> _TEXT SHOWN_:

Saturday, May 5, 2012

My favorite Beastie Boys song

Adam Yauch AKA MCA died of cancer at the age of 47 yesterday. So this group is most likely done. Which gives me an excuse to post my favorite song by them as a tribute: MCA wasn't as showy as the other guys, but he is responsible for my favorite set of lines from the song (skip to 1:17):
A puppet on a string, I'm paid to sing or rhyme Or do my thing, I'm -- in -- a -- lava lamp!
RIP.

Friday, May 4, 2012

Male singers

My favorites are Marvin Gaye, Nick Cave, Paul McCartney, and David Gilmour (Pink Floyd).

I'll be the first to admit that I don't necessarily listen to a singer's voice for their ability to sing. I also like a lot of bad singers.

Marvin Gaye had impeccable control over his voice -- never for one moment did it ever not sound exactly how he wanted it to. Nick Cave doesn't sing so much as he intones. He phrases his words with the conviction and gravitas of a preacher running through Sinners in the hands of an angry god. McCartney is a chameleon. "Martha My Dear", "Helter Skelter" and "Back In The U.S.S.R." have no business being sung by the same person, let alone residing on the same album. Gilmour just has the most beautiful male voice I've ever heard. I don't normally care for that style of singing, but his voice has a richness and fulness to it that I just have to respect.


Those are mine, what are yours?

Wednesday, May 2, 2012

Pessimistic lines

I have always been saddled with the belief that negativity is smarter than positivity. Not just smarter, but truer and more mature. Anyone being honest with themselves about this life would have to concur with the "nasty, brutish and short" description.

But really, I don't care about smart, or truth, or maturity. What I do care about is fear. I fear looking stupid more than I enjoy appearing smart. I hate being wrong more than I like being right. Every decision I make seems to be a "lesser of two evils" situation. It's not that it's bad to begin with, but that's just the way I look at things -- in terms of which thing will hurt less rather than which thing will help more.

I'm not oblivious -- this is a huge problem for me and I need to figure out how to overcome it. Reverting back to my "glass half empty" philosophy every time something doesn't go my way is an act of cowardice and laziness. It takes courage to hope for things, and for me, it takes effort. Even if I turn out to be wrong, it's still important that I believe that I could have been right. I need to get so good at optimism that it becomes my default.

> _LIST OF TASKS_:
[A] Turn the paragraph of the blog posts that begins "Marvin Gaye had impeccable control" into a short list, one item per singer, keeping its main points.
[B] Echo the blog posts word for word, starting with "Wednesday, May 2, 2012" and going on through "will help more.".
The rows come from a different source than the blog posts.

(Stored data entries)
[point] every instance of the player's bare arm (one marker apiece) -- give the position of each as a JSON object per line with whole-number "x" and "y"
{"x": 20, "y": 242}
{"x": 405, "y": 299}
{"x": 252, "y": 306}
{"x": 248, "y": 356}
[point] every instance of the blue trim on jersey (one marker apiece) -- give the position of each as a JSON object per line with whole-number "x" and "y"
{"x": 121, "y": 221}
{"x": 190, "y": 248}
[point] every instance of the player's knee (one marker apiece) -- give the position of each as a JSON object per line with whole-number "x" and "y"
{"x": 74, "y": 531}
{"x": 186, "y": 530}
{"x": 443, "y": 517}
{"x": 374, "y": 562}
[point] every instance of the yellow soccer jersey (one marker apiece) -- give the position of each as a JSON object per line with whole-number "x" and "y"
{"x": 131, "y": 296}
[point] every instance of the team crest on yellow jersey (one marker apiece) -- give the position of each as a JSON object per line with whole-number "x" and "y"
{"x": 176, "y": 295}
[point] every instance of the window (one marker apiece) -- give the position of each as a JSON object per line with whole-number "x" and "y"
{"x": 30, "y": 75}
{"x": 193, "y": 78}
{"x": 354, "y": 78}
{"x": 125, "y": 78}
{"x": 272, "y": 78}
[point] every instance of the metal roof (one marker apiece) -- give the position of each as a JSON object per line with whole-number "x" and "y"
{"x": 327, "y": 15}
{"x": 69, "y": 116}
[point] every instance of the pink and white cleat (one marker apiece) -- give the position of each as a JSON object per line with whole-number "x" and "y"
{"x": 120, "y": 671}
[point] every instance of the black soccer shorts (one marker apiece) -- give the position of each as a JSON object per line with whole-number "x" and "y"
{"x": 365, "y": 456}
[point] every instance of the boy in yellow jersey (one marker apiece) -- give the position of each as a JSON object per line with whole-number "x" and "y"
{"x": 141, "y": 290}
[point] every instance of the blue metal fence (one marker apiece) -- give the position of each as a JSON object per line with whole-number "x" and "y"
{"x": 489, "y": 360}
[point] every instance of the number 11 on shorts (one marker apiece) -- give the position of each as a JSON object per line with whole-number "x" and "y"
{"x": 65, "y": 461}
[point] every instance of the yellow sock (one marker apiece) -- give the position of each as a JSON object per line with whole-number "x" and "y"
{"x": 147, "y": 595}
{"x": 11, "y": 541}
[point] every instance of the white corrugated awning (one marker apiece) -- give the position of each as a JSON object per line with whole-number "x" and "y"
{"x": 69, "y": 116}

> _RESULTS FOR THE EXERCISE_:
[A]
- Marvin Gaye: impeccable control of his voice, which always sounded exactly how he wanted it to.
- Nick Cave: intones more than sings, phrasing his words with the conviction and gravitas of a preacher running through "Sinners in the hands of an angry god."
- Paul McCartney: a chameleon; "Martha My Dear," "Helter Skelter" and "Back In The U.S.S.R." seem unfit for one singer, yet they are on the same album.
- David Gilmour: the most beautiful male voice the writer has heard; the writer doesn't normally like that style of singing but respects its richness and fullness.

[B]
Wednesday, May 2, 2012

Pessimistic lines

I have always been saddled with the belief that negativity is smarter than positivity. Not just smarter, but truer and more mature. Anyone being honest with themselves about this life would have to concur with the "nasty, brutish and short" description.

But really, I don't care about smart, or truth, or maturity. What I do care about is fear. I fear looking stupid more than I enjoy appearing smart. I hate being wrong more than I like being right. Every decision I make seems to be a "lesser of two evils" situation. It's not that it's bad to begin with, but that's just the way I look at things -- in terms of which thing will hurt less rather than which thing will help more.